• _Directions for this task_
Gather every row below that contains the string "neighboring". Case counts.

• _Data rows_
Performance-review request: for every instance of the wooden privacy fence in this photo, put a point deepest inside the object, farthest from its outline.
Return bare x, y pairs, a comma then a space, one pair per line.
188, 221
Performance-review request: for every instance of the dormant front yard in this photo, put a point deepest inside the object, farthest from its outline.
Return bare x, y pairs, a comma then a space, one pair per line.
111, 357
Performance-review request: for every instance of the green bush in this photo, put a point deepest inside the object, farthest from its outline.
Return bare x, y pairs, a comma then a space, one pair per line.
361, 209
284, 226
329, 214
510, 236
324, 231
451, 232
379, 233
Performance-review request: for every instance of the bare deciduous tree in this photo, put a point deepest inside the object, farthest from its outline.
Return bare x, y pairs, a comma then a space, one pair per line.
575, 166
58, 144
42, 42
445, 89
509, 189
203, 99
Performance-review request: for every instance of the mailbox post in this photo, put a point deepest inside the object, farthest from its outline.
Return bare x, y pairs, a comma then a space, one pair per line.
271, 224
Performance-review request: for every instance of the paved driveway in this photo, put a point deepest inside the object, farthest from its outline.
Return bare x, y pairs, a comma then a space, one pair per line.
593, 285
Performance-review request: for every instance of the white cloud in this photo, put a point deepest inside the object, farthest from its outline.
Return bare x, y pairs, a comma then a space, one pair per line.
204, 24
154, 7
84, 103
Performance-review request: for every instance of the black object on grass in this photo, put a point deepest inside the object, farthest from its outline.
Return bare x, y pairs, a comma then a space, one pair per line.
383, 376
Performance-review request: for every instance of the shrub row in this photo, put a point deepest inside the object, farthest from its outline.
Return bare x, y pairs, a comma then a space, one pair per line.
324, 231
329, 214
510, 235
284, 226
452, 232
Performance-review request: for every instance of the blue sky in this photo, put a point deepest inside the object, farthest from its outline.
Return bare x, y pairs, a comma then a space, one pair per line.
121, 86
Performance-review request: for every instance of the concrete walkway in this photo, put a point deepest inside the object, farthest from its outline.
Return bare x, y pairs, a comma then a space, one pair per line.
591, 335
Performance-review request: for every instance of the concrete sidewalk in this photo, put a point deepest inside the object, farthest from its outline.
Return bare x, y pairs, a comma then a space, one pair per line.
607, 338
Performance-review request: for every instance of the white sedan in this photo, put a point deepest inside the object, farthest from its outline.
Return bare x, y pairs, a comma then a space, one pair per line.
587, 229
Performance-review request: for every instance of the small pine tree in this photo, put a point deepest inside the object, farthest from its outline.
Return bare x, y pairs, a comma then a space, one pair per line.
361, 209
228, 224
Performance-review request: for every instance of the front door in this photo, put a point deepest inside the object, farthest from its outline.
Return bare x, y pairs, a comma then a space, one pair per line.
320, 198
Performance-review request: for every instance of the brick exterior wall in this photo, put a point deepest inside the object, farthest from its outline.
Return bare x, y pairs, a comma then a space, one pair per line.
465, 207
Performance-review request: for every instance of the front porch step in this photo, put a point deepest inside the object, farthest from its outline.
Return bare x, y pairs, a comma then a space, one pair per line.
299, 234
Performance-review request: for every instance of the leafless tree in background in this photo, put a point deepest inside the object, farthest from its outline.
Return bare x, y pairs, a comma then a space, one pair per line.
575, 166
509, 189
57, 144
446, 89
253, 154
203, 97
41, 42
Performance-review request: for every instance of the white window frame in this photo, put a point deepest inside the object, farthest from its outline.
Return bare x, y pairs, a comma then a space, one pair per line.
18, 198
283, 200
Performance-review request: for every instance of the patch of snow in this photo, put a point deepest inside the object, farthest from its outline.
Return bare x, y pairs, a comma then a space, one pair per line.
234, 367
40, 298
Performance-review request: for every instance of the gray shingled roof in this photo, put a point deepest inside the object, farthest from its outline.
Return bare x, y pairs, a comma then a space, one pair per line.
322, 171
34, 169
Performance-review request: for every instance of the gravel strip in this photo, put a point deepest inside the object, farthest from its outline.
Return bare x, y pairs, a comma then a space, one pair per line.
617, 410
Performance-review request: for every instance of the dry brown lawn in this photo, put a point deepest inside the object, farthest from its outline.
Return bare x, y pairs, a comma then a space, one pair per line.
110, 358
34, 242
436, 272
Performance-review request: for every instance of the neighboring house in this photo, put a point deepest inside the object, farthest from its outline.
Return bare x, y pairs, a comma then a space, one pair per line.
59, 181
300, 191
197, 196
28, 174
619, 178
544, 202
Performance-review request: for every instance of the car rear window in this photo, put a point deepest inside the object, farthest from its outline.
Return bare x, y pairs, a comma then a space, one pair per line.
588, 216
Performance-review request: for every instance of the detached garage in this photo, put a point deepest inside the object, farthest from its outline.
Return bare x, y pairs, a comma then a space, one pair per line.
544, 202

---

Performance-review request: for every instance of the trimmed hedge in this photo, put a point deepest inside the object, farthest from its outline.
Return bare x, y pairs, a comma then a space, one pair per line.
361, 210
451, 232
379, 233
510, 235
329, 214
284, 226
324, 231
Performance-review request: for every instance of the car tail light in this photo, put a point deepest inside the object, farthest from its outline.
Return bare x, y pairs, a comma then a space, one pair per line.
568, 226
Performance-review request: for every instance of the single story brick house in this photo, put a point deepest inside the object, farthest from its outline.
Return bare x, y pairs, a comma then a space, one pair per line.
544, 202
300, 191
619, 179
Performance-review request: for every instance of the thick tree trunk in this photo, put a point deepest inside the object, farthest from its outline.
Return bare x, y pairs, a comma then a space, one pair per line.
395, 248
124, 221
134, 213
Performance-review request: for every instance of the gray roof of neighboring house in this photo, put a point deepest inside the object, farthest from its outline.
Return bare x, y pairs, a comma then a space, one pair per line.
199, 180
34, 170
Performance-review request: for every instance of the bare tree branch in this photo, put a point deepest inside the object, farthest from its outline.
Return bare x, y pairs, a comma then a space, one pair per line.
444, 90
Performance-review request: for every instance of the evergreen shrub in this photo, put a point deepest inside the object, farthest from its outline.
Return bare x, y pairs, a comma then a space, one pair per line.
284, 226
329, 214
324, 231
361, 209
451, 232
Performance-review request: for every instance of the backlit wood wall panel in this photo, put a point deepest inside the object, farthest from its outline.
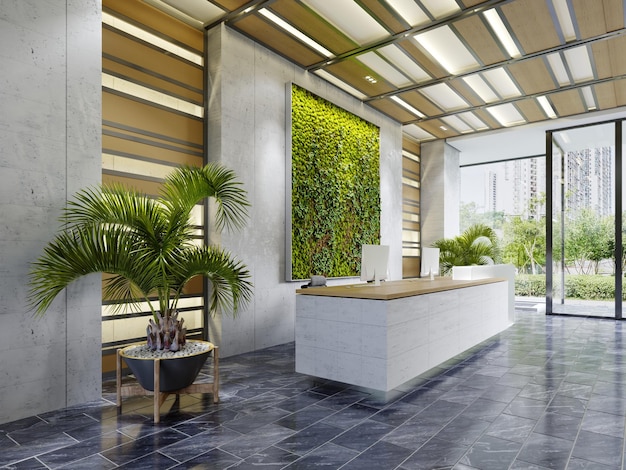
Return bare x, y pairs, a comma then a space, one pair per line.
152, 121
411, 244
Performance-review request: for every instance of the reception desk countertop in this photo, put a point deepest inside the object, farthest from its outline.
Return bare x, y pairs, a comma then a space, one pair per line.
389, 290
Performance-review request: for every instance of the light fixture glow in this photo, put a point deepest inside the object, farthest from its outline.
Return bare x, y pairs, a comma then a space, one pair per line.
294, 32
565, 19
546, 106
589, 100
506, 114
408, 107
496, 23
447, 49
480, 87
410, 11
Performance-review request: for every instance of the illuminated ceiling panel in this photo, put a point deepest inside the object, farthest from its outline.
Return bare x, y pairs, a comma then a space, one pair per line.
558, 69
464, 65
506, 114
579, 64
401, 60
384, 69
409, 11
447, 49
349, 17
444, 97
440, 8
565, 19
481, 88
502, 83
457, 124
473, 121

• _Answer to the problem_
Performance-review request: for every instance of the neighboring house in this photo, put a point deepest inside the object, farthest from its outline.
Performance-review request: for every instance of the gray roof of neighboring house in this photo, put a point deepest inside the object, farthest from its outline.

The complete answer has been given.